DATA LISTING ▸
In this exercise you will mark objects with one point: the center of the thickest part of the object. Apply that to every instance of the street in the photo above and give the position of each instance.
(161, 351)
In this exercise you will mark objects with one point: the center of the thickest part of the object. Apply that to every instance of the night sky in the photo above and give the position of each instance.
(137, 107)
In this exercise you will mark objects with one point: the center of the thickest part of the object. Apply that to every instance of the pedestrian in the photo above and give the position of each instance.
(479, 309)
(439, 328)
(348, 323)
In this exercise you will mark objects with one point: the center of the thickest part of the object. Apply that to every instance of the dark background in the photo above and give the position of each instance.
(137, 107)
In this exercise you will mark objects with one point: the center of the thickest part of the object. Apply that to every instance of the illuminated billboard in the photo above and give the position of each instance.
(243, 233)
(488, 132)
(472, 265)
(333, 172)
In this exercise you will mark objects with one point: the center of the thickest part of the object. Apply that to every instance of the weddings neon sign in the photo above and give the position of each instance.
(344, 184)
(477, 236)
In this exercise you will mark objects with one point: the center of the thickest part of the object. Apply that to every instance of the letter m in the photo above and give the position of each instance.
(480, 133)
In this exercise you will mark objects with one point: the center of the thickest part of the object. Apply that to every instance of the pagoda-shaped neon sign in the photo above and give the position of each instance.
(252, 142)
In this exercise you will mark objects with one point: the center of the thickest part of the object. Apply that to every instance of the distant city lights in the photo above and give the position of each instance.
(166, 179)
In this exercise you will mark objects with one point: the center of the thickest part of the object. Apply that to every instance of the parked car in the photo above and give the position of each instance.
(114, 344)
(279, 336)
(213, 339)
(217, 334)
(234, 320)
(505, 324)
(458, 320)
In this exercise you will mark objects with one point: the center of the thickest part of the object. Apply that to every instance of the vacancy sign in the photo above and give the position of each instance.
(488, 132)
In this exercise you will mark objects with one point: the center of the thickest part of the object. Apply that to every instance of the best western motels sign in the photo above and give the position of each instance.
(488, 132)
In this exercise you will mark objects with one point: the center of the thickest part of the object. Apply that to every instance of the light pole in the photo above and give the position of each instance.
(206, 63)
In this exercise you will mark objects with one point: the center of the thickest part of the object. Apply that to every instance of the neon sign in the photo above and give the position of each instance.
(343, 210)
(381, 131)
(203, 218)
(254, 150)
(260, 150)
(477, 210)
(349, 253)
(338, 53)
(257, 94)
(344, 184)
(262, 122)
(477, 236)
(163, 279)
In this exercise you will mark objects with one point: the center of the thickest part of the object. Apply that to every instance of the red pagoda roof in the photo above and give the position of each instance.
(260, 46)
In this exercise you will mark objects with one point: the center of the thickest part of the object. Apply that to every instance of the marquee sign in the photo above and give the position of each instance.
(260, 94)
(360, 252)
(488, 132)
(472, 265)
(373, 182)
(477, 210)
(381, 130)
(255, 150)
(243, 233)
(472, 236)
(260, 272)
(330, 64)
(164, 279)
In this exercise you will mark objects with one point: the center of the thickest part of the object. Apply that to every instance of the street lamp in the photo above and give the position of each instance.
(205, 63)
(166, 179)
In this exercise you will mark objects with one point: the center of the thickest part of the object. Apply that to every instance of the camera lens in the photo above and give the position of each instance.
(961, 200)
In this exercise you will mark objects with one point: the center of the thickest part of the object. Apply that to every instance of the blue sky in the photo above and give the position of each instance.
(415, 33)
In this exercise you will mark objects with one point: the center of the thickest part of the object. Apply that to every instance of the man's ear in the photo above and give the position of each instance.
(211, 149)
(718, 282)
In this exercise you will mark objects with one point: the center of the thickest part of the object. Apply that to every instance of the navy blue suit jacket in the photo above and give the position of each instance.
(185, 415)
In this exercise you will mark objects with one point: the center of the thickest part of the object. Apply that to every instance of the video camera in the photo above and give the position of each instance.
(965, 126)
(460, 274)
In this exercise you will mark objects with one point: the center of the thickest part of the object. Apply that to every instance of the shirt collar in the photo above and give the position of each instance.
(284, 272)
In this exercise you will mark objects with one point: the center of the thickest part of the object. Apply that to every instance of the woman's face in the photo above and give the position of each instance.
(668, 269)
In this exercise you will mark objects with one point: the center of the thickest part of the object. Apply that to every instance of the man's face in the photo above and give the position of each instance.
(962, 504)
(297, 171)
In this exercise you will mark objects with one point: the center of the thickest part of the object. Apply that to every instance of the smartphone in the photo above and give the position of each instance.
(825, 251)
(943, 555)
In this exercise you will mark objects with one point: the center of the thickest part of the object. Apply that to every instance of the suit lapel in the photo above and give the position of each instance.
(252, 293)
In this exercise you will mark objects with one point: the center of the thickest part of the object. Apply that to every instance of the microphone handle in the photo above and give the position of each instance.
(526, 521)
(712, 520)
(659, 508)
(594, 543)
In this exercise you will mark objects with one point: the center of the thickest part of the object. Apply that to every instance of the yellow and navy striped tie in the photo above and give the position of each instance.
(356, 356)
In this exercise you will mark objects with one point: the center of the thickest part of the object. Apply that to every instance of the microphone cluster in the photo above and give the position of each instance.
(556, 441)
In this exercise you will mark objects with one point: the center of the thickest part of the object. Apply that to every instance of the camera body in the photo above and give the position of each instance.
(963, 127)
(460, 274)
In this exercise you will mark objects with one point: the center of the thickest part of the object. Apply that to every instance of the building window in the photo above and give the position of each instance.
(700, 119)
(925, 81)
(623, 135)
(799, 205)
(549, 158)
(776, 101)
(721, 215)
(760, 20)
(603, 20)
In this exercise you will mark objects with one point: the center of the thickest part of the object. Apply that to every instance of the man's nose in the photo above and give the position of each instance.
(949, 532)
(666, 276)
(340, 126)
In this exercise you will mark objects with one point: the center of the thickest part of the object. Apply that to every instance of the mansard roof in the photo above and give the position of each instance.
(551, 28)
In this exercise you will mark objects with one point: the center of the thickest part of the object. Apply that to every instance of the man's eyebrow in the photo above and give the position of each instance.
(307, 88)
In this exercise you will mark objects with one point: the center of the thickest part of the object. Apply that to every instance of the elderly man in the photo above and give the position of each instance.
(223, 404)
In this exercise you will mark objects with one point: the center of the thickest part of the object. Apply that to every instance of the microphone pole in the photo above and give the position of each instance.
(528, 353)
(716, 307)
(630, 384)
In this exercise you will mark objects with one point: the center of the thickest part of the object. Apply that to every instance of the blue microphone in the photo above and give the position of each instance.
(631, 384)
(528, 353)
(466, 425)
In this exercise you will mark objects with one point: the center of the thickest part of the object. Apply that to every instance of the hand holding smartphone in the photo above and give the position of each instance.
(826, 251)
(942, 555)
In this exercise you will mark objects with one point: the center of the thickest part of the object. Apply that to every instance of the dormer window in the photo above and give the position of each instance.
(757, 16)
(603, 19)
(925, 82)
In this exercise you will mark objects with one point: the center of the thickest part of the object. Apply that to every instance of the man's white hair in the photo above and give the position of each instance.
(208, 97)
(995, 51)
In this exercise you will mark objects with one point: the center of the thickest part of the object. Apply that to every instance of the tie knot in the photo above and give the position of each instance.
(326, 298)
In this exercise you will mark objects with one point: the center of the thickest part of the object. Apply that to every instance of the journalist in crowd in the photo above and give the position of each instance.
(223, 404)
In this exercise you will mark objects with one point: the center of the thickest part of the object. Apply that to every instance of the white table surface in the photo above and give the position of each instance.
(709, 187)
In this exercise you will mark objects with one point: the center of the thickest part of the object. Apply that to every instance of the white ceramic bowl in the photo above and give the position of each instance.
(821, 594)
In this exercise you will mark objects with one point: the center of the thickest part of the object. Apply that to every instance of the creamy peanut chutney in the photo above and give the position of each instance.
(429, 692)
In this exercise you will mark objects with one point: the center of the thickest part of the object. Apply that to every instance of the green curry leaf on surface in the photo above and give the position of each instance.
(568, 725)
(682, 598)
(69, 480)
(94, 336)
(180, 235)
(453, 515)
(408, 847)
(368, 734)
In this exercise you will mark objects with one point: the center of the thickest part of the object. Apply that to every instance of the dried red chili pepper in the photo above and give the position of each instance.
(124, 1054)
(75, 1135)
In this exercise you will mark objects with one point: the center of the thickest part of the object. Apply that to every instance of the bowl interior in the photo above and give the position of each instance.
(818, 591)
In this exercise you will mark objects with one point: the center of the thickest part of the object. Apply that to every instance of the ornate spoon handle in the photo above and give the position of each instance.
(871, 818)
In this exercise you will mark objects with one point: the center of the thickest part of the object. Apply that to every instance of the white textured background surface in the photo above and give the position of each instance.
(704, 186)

PROBLEM TO SOLVE ▸
Lines from the one containing "the white textured" through the last line of the listing are to be restated word for word; no other line may appear.

SOLUTION BELOW ▸
In this exercise you will mark objects with one point: the center of the thickest part of the object. Apply that to every instance of the white textured background surface in the photo above and give the position of each instance.
(704, 186)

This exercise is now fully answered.